- _ZU BEARBEITENDE AUFGABEN_:
1) Schreiben Sie aus dem gezeigten Textauszug alles von "Ich war wieder" bis hinunter zu "Stelle niedergeschossen hätte." wörtlich ab.
2) Geben Sie die Einträge vom Anfang bis hinunter zu der Zeile mit "box: [67, 126, 114, 193]", diese eingeschlossen, wortgetreu wieder. Lassen Sie dabei das Bild weg.

- _GEZEIGTER TEXTAUSZUG_:
▬▬▬▬▬▬▬▬▬▬
Ich war wieder in Bemerode. Camerati [Kameraden], schrie ich, amici [Freunde], und hielt eine kurze Ansprache, für die mich der Chef, wenn er sie verstanden hätte, auf der Stelle niedergeschossen hätte.
-- Evviva, dottore, evviva [Es lebe der Doktor, er lebe hoch]! brüllten die Italiener, drückten mir die Hand, umarmten mich und waren plötzlich sanft und fügsam. Mit einem strahlenden Morgen begann der nächste Frühlingstag. Der letzte Mann musste zufassen und Munitionskörbe an die Geschütze schleppen. Über 400 Granaten [S.13] hatte jede Kanone zu verschiessen. Wir jagten die Geschosse bei einer Rohrerhöhung von zehn Grad in die Landschaft. Ein Höllenlärm brach los. Das Trommelfell schmerzte unter den hämmernden Explosionen. Der Schweiss floss in Strömen über Brust und Rücken. Wir glotzten betäubt in die beizenden Luftwirbel, atmeten keuchend in Pulverdampf und treibendem Staub. Dann war plötzlich tiefe, unheimliche Stille. Die ganze Schöpfung schien tot zu sein. Die Geschütze hatten ihren letzten donnernden Choral hinausgeschmettert. Während wir uns wuschen und zum Abmarsch rüsteten, brachten die Geschützführer die Sprengladungen an. Ich werfe noch einen Blick auf die zwei Kommandogeräte, diese Wunderwerke, die wie schnelle Gehirne aus Entfernung und Höhe den Zielhöhenwinkel errechneten, die von elektrischen Gedanken gesteuert das steigende, das fallende, das drehende Flugzeug verfolgten und seinen Standpunkt im Raum für den Bruchteil der Sekunde bestimmten, in dem die Granaten seinen Weg kreuzten. Ich werfe noch einen Blick auf das Funkmessgerät mit dem magischen, grünen Kreis, in dem das kommende Flugzeug sich als gezackte Flamme anzeigt. Ich werfe noch einen Blick auf das Marburg-Gerät. Drei solcher Geräte soll es nur gegeben haben. Sie waren noch ganz neu. Vor ihren empfindlichen Sehnerven konnten sich die Flugzeuge auch durch elektrische Störungen nicht tarnen. Schade - [es folgt die Sprengung des Flak-Turms].
▬▬▬▬▬▬▬▬▬▬
[In einem Datensatz enthaltene Einträge]
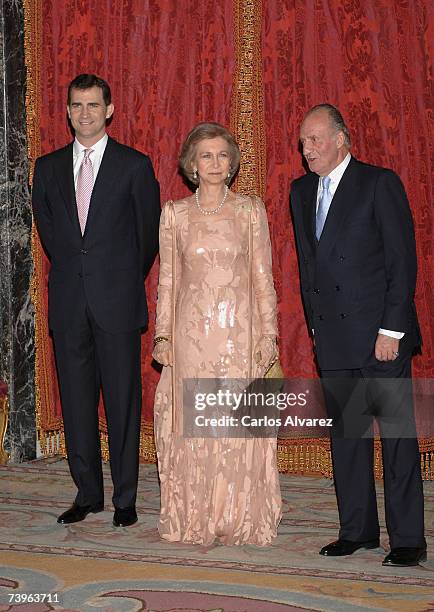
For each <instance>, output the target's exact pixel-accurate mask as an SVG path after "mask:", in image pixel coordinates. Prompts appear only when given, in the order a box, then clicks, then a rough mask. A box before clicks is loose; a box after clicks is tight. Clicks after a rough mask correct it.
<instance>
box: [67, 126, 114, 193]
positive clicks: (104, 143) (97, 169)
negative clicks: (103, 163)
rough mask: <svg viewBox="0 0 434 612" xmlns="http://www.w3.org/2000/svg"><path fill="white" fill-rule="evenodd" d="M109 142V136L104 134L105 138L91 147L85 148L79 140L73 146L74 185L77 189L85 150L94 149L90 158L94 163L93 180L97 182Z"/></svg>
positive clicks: (73, 143) (92, 167)
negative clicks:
▬▬▬▬▬▬▬▬▬▬
- _ANTWORTEN NACHEINANDER_:
1)
Ich war wieder in Bemerode. Camerati [Kameraden], schrie ich, amici [Freunde], und hielt eine kurze Ansprache, für die mich der Chef, wenn er sie verstanden hätte, auf der Stelle niedergeschossen hätte.

2)
For each <instance>, output the target's exact pixel-accurate mask as an SVG path after "mask:", in image pixel coordinates. Prompts appear only when given, in the order a box, then clicks, then a rough mask. A box before clicks is loose; a box after clicks is tight. Clicks after a rough mask correct it.
<instance>
box: [67, 126, 114, 193]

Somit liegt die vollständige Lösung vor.